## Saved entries
******************************

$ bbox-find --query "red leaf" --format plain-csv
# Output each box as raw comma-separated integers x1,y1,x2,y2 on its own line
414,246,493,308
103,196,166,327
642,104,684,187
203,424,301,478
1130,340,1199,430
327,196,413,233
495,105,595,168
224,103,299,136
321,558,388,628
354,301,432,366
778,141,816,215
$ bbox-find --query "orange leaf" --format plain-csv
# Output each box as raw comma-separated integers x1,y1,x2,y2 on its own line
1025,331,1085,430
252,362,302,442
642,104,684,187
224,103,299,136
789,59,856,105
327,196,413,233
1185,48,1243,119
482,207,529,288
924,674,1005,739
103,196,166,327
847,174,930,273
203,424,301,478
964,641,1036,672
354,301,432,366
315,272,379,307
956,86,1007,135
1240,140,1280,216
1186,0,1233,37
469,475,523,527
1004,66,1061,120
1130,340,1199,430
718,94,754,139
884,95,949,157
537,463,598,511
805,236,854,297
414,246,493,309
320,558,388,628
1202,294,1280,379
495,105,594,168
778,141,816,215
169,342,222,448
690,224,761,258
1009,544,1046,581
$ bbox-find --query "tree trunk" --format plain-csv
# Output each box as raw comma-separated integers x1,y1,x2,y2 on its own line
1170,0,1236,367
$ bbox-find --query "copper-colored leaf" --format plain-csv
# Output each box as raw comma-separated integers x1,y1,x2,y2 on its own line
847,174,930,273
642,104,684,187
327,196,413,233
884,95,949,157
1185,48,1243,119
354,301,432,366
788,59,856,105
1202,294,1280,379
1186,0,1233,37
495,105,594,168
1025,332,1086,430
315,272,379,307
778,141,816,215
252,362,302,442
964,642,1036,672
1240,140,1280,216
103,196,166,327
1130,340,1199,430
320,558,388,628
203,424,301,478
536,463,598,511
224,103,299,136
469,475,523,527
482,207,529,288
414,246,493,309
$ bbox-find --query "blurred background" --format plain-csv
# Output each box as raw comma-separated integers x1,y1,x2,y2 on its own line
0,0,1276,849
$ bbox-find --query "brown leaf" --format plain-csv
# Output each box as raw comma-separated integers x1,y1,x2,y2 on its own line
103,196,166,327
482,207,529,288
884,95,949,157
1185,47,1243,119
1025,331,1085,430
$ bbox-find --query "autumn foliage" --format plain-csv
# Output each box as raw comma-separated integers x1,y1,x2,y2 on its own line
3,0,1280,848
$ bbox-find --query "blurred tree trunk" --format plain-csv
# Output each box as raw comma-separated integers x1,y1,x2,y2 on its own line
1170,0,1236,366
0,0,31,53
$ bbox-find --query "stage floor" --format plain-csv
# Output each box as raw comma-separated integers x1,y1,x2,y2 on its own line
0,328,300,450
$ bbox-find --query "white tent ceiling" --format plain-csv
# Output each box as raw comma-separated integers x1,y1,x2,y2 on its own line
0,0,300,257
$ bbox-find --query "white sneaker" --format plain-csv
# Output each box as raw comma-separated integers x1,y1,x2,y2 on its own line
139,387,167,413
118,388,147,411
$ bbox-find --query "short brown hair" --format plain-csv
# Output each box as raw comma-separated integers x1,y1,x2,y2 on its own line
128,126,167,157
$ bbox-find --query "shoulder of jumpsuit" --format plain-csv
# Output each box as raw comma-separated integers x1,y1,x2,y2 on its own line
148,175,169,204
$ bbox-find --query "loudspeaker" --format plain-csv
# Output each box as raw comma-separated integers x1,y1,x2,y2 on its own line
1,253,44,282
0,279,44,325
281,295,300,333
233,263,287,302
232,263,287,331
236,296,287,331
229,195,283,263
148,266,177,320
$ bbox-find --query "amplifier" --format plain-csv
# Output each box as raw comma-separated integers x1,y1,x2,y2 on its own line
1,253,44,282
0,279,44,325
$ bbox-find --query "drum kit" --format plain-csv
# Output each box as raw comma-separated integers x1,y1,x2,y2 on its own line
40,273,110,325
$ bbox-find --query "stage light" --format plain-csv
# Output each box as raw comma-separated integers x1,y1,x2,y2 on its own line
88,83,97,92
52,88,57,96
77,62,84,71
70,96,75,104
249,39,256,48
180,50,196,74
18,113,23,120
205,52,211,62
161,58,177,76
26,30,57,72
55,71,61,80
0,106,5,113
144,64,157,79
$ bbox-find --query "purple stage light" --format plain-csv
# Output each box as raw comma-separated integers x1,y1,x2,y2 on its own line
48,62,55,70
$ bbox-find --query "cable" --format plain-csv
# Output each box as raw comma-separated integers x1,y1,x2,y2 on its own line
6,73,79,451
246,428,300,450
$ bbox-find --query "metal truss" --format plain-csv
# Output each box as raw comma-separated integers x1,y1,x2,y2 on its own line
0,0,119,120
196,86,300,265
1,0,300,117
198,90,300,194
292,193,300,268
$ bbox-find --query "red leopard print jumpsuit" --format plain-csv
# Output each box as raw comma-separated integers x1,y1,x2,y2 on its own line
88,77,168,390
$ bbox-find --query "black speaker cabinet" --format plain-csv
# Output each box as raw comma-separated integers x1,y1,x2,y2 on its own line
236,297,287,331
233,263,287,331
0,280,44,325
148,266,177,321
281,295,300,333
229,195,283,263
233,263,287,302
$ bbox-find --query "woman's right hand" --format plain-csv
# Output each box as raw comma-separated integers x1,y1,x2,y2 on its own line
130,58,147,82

******************************

The data must be given again in full, exactly as written.

$ bbox-find --query "red leaf" --format plain-csv
# Output each box as raw comma-separated integers x1,y1,x2,y2 on its own line
414,246,493,308
103,196,166,327
642,104,684,187
203,424,301,478
1130,340,1199,430
327,196,413,233
495,105,595,168
224,103,299,136
321,558,388,628
354,301,432,366
778,141,816,215
$ bbox-find --query "orange leaf" --format plain-csv
# Output each box as raw comma-separated integers x1,y1,x2,y2 on its own line
1025,331,1085,430
252,362,302,442
642,104,684,187
224,103,299,136
789,59,856,105
327,196,413,233
1185,48,1243,119
482,207,529,288
924,674,1005,739
103,196,166,327
847,174,930,273
203,424,301,478
964,641,1036,672
354,301,432,366
315,272,379,307
956,86,1007,135
1240,140,1280,216
1186,0,1233,37
469,475,523,527
1004,66,1061,120
1130,340,1199,430
718,94,754,139
884,95,949,157
537,463,598,511
805,236,854,297
414,246,493,309
320,558,388,628
1202,294,1280,379
495,105,594,168
778,141,816,215
169,342,222,448
690,224,761,258
1009,544,1046,581
$ bbox-find --query "tree trunk" --format plain-csv
# Output each box as raw comma-separated integers x1,y1,x2,y2 on its own line
1170,0,1236,367
$ bbox-find --query "copper-colored leaf" --format plain-csv
# Output each box as raw comma-separated integers x1,y1,x2,y2 on its own line
847,174,930,273
642,104,684,187
327,196,413,233
884,95,949,157
1185,48,1243,119
354,301,432,366
788,59,856,105
1202,294,1280,379
1186,0,1233,37
495,105,594,168
1025,332,1086,430
315,272,379,307
778,141,816,215
252,362,302,442
964,642,1036,672
1240,140,1280,216
103,196,166,327
1130,340,1199,430
320,558,388,628
203,424,301,478
536,463,598,511
224,103,299,136
469,475,523,527
482,207,529,288
414,246,493,309
$ bbox-find --query "blurred background" --format plain-csv
# Output each box as raw comma-separated integers x1,y1,x2,y2 on its own line
0,0,1276,849
$ bbox-find --query "brown leaf" --format plain-csv
# Output each box as raw comma-separated integers x1,y1,x2,y2 on its own line
103,196,166,327
482,207,529,288
884,95,949,157
1185,47,1243,119
1025,331,1085,430
$ bbox-find --query "autumn foliage" --format plain-csv
# Output each box as raw comma-separated integers x1,y1,x2,y2 on its own line
3,0,1280,848
$ bbox-find --query "blurred tree trunk" --format plain-csv
# Output each box as raw comma-separated integers x1,y1,x2,y2 on its own line
1170,0,1236,366
0,0,31,53
$ bbox-find --query "stage floor" --format plain-csv
# Output each box as raw comma-separated integers x1,y1,x2,y2 on its own line
0,328,300,450
$ bbox-find --query "white tent ceiling" --format plain-csv
# Output each box as raw comma-separated integers x1,y1,x2,y2 on its own line
0,0,300,257
$ bbox-find --query "white sneaker" --format plain-csv
# Output each box as raw comma-separated integers x1,y1,x2,y2 on its own line
139,387,167,413
118,388,147,411
$ bbox-find --query "short brown hair" --format plain-csv
# Output each box as raw comma-separated integers x1,y1,x2,y2 on its own line
128,126,167,157
$ bbox-find --query "shoulder of jumpsuit" --format plain-csv
# Output each box as raw comma-separated integers x1,y1,x2,y2 on its own line
148,175,169,204
$ bbox-find --query "loudspeaker" --format plain-csv
# Output each box as raw comma-separated integers x1,y1,x2,y2 on its own line
1,253,44,282
0,279,44,325
281,295,300,333
233,263,287,302
232,263,287,331
236,296,287,331
229,195,283,263
148,266,177,320
$ bbox-find --query "amplifier" --format plain-csv
# Output each box as raw comma-separated integers x1,y1,x2,y2 on its own line
1,253,44,282
0,279,44,325
$ bbox-find --query "drum kit" --format plain-csv
# Output each box as raw comma-separated integers x1,y1,x2,y2 on its own line
40,273,110,325
$ bbox-find --query "stage light" --format plain-csv
# Output each box as raw comma-separated integers x1,y1,x2,y2 on its own line
88,83,97,92
52,88,57,96
77,62,84,71
70,96,75,104
249,39,256,48
180,50,196,74
18,113,23,120
205,52,211,62
161,58,177,76
26,30,57,72
55,71,61,80
0,106,5,113
144,64,157,79
$ bbox-find --query "purple stage light" --format plain-csv
# Output each box as raw comma-separated integers x1,y1,x2,y2 on its own line
48,62,55,70
$ bbox-find --query "cable" --format plain-csv
# Output each box as raw comma-separated integers x1,y1,x2,y2 on its own line
6,73,79,451
246,428,300,450
$ bbox-find --query "metal truss" --format plain-csv
# Output each box as raw comma-separated integers x1,y1,x2,y2 on its own line
0,0,119,120
196,86,300,265
1,0,300,117
198,90,300,194
292,193,300,268
$ bbox-find --query "red leopard print jumpsuit" --format plain-csv
# Output each box as raw comma-separated integers x1,y1,x2,y2 on its own line
88,77,168,390
$ bbox-find --query "black speaker cabinet" --format plain-csv
# Output each box as raw comma-separated integers x1,y1,x2,y2 on its own line
236,297,287,331
233,263,287,331
0,280,44,325
148,266,177,321
281,295,300,333
229,195,283,263
233,263,287,302
$ bbox-find --query "woman's right hand" --format plain-csv
# Output each box as raw comma-separated integers x1,y1,x2,y2 on its own line
130,58,147,82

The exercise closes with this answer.